### Texte de l'exercice:
▬▬▬▬▬▬▬▬▬▬
Alors, le ménage maintenant pour que ça
aille mieux après, je suis vraiment désolée, mais je trouve ça vraiment
difficile à avaler parce que ça n'est pas ce que le premier ministre nous dit. Alors, je pense, moi,
et je pense que c'est le cas de mes collègues aussi, ce qu'il faut faire, c'est
travailler maintenant pour les enfants du Québec maintenant.
Pascale
Grignon, porte-parole de Je protège mon école publique, disait la chose
suivante : «Ce que je constate, c'est
que, suite aux récentes compressions, les services aux élèves sont
effectivement coupés. Il faut agir dès maintenant pour que ces enfants-là apprennent à lire, écrire
et compter en ayant le coup de pouce qui va leur permettre d'acquérir
ces apprentissages. Ce qui est dramatique, ce sont les retards que les enfants
en difficulté n'arriveront peut-être pas à surmonter.
Donc, leur scolarité va en être fragilisée. Collectivement, on est en train de
faire payer aux enfants notre choix de réduire la dette du Québec.»
Je partage
cette opinion, Mme la Présidente. Je pense — et là je parle au nom de ma formation
politique — que,
dès maintenant, il faut réfléchir aux meilleurs moyens de remettre de l'argent
dans l'éducation. Il y a des gens qu'on pourrait
dès maintenant mettre à contribution, nous l'avons dit, quant à nous, bien des
fois : les contribuables fortunés, les minières, les banques et surtout, surtout, ne pas annoncer qu'on va
baisser les impôts dès l'atteinte de l'équilibre budgétaire.
▬▬▬▬▬▬▬▬▬▬
### Tâche 1:
Reproduisez le passage de l'intervention sur l'éducation qui va de « Donc, leur scolarité » jusqu'à « de l'équilibre budgétaire. » inclus.
### Tâche 2:
Poursuivez l'intervention sur l'éducation à partir de l'endroit où elle s'arrête.
Les entrées qui suivent proviennent d'une autre source que l'intervention sur l'éducation.
▬▬▬▬▬▬▬▬▬▬
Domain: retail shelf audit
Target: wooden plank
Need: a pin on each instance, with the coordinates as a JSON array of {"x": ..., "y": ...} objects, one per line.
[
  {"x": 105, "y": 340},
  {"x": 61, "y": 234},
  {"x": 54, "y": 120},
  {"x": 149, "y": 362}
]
▬▬▬▬▬▬▬▬▬▬
### Résultat 1:
Donc, leur scolarité va en être fragilisée. Collectivement, on est en train de
faire payer aux enfants notre choix de réduire la dette du Québec.»
Je partage
cette opinion, Mme la Présidente. Je pense — et là je parle au nom de ma formation
politique — que,
dès maintenant, il faut réfléchir aux meilleurs moyens de remettre de l'argent
dans l'éducation. Il y a des gens qu'on pourrait
dès maintenant mettre à contribution, nous l'avons dit, quant à nous, bien des
fois : les contribuables fortunés, les minières, les banques et surtout, surtout, ne pas annoncer qu'on va
baisser les impôts dès l'atteinte de l'équilibre budgétaire.

### Résultat 2:
Mais
je voudrais dire aussi — puis ça peut être intéressant pour les gens qui nous écoutent et
qui ne sont peut-être pas au
courant — que,
durant les cinq prochaines années, le gouvernement prévoit réaliser des surplus
de 13 milliards qu'il versera au
Fonds des générations. 13 milliards au Fonds des générations durant les
cinq prochaines années. Dans ce fonds, il
y a déjà 7 milliards. Dans les périodes de difficultés budgétaires, la formation
politique que je représente dit
plutôt ceci : Attention au Fonds
des générations. On y mettra de
l'argent quand on sera en bonne situation économique. Ça
n'est pas le moment de couper des centaines de millions dans l'éducation parce qu'on veut mettre ces mêmes centaines de millions dans le Fonds des générations. C'est un
choix improductif pour aujourd'hui, pour demain et pour après-demain.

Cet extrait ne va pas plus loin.